## Short exercise
Write out all of the data without omission, exactly as shown.

··· Data shown

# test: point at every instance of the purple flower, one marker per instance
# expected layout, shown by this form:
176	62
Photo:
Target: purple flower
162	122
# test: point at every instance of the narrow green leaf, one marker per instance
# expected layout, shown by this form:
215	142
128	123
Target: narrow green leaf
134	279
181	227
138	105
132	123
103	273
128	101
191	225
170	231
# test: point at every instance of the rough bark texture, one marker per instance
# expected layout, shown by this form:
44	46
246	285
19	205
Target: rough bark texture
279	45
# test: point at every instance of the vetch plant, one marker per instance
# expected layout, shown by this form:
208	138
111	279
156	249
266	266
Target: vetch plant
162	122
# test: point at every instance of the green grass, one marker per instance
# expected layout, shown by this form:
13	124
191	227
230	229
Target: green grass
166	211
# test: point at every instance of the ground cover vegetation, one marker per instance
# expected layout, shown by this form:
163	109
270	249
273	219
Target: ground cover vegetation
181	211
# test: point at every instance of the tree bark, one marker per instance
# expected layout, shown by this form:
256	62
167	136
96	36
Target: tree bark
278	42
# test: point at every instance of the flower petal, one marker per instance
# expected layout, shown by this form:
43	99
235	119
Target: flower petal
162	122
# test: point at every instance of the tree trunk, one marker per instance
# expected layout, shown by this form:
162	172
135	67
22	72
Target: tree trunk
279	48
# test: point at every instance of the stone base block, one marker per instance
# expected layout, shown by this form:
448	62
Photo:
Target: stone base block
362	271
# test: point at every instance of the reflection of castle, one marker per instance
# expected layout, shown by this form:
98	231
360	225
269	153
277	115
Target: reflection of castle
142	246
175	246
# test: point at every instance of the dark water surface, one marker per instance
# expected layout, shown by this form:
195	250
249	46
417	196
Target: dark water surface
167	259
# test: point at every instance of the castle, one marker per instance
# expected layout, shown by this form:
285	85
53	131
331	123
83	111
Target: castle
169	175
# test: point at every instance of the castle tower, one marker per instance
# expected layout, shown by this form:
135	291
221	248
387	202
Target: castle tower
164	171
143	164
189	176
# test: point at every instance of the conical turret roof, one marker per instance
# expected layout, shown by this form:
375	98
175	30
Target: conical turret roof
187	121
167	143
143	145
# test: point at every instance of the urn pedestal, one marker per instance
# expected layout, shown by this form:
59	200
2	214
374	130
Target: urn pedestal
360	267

······

## Answer for this exercise
# test: point at every instance of the purple flower, one marker per instance
# expected layout, shown by this form:
176	62
Photo:
Target: purple flower
162	122
# test: point at every instance of the narrow green leaf, one marker per instance
# expected layout, shown by this form:
215	142
128	123
Target: narrow green leaf
134	279
181	227
138	105
132	123
103	273
128	101
191	225
170	231
# test: point at every instance of the rough bark texture, one marker per instance
# expected layout, shown by this form:
44	46
246	285
19	205
Target: rough bark texture
279	45
# test: point at every instance of the vetch plant, one marker per instance
# expected layout, shown by this form:
208	138
111	279
156	249
266	266
Target: vetch plant
162	122
# test: point at every instance of the green grass, one marker per instance
# expected layout, shown by this form:
13	124
191	227
230	229
Target: green grass
166	211
# test: point at every instance of the ground cover vegetation, one marker per instance
# expected layout, shown by this form:
163	109
270	249
273	219
Target: ground cover vegetation
181	211
# test: point at every instance of the tree bark, one marker per instance
# expected layout, shown by this form:
256	62
167	136
96	36
Target: tree bark
278	42
# test: point at every instance of the flower petal, one marker per instance
# expected layout, shown by this form:
43	99
235	119
Target: flower petal
162	122
# test: point at every instance of the tree trunk, one marker per instance
# expected layout, shown by this form:
162	172
135	67
22	72
Target: tree trunk
279	48
# test: point at every instance of the stone base block, one marker per instance
# expected layout, shown by this form:
448	62
Photo:
Target: stone base block
362	271
# test: point at every instance of the reflection of castle, one marker per instance
# expected layout, shown by this form:
98	231
360	225
269	153
277	115
Target: reflection of castle
142	246
175	246
# test: point at every instance of the dark water surface, one marker per instance
# expected layout, shown by this form:
195	250
249	46
417	196
Target: dark water surface
167	259
# test: point at every instance of the castle, one marker per instance
# expected layout, shown by this form:
285	85
53	131
331	123
83	111
Target: castle
169	175
# test: point at every instance of the castle tower, one marker per instance
# expected layout, shown by this form:
135	291
221	248
387	202
Target: castle tower
164	171
143	164
189	176
# test: point at every instance of the conical turret roof, one marker per instance
# expected layout, shown by this form:
375	98
175	30
Target: conical turret roof
187	121
167	143
143	145
# test: point at every instance of the urn pedestal, one marker per instance
# expected layout, shown by this form:
59	200
2	214
374	130
Target: urn pedestal
360	267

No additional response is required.